Saved entries
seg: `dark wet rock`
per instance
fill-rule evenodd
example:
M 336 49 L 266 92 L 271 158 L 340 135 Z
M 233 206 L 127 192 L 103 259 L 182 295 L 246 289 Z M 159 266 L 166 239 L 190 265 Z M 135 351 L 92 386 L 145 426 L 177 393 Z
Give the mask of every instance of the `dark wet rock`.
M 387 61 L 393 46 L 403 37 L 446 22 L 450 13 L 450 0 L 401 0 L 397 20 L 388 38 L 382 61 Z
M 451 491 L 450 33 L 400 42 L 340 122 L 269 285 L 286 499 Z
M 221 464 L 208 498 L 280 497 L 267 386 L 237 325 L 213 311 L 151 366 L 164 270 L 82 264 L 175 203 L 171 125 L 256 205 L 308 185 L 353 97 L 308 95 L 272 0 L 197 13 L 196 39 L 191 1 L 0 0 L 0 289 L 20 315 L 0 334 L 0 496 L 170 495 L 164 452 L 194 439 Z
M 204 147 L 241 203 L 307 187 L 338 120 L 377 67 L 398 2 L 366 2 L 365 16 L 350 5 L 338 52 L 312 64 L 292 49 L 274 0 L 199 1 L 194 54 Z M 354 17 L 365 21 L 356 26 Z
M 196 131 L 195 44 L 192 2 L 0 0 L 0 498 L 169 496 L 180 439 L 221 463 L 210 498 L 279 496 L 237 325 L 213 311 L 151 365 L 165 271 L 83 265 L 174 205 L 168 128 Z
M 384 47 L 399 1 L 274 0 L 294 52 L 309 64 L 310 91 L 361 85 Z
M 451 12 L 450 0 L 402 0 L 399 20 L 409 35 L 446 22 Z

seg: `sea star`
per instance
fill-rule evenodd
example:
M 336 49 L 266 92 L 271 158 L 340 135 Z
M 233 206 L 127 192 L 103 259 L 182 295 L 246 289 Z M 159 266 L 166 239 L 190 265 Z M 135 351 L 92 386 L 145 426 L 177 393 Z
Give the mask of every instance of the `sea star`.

_WORK ORDER_
Above are some records. Copy each of their lines that holds the string "star".

_WRITTEN REPLY_
seg: `sea star`
Give the mask of every instance of the `sea star`.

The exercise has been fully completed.